[Some records]
+---+
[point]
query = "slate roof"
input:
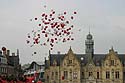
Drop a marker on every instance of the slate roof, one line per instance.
(97, 58)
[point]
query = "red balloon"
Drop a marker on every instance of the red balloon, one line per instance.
(35, 18)
(28, 36)
(64, 12)
(71, 17)
(3, 48)
(39, 24)
(74, 12)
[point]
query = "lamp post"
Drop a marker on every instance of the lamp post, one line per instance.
(113, 75)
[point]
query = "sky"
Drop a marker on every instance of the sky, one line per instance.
(104, 18)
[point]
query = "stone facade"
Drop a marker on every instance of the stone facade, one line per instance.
(85, 68)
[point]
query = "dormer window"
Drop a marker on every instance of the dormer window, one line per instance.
(112, 62)
(70, 61)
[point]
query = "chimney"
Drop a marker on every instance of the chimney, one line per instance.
(4, 52)
(58, 52)
(8, 52)
(13, 54)
(0, 52)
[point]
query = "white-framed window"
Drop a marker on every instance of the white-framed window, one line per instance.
(75, 75)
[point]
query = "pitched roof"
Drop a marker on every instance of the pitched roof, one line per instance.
(97, 58)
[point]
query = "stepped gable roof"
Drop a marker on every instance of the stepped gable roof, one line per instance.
(122, 58)
(97, 58)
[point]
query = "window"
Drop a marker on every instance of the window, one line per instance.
(90, 73)
(56, 75)
(65, 74)
(112, 62)
(52, 76)
(107, 75)
(75, 75)
(97, 75)
(70, 61)
(82, 75)
(117, 75)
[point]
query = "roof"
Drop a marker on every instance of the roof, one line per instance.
(97, 58)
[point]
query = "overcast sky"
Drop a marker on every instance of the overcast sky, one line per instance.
(104, 17)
+---+
Task goal: Restate the whole listing above exactly, please, omitting every image.

Final result:
[point]
query = "slate roof"
input:
Drop a marker on every instance of the slate roof, one line per instance.
(97, 58)
[point]
query = "red balloon"
Drop a marker on every instance of the red balloon, one line per instance.
(35, 18)
(28, 36)
(64, 12)
(71, 17)
(3, 48)
(39, 24)
(74, 12)
[point]
query = "lamp post"
Drop a marker on every instance of the lamp post, one line per instance.
(113, 75)
[point]
query = "sky"
Drop a marker on every instance of the sky, one line per instance.
(104, 18)
[point]
query = "stone facade"
Drop a marker on every instance of the stone facade, one line per instance.
(85, 68)
[point]
query = "dormer window"
Drop a marker on every instance of the dormer window, one line per instance.
(112, 62)
(70, 61)
[point]
query = "chimney"
Drop a marker on every instance of the chimney, one line per instance.
(4, 52)
(58, 52)
(8, 52)
(13, 54)
(0, 52)
[point]
query = "white-framed window"
Drop a marker on every instance of the white-framed window, one line per instance.
(75, 75)
[point]
query = "pitched roof"
Drop a marker on every instance of the pitched roof, one line per instance.
(97, 58)
[point]
query = "stepped gable roof"
Drop a marker on every instance of the stepped gable roof, one line per instance.
(122, 58)
(97, 58)
[point]
query = "window"
Drop a marker on every instance of the window, one line per instance.
(90, 73)
(56, 75)
(65, 74)
(112, 62)
(52, 76)
(107, 75)
(75, 75)
(97, 75)
(70, 61)
(82, 75)
(117, 75)
[point]
query = "roof"
Drop a marker on every instance of the roof, one line per instance.
(97, 58)
[point]
query = "overcast sky"
Drop a marker on every instance of the overcast sky, one line per instance.
(104, 17)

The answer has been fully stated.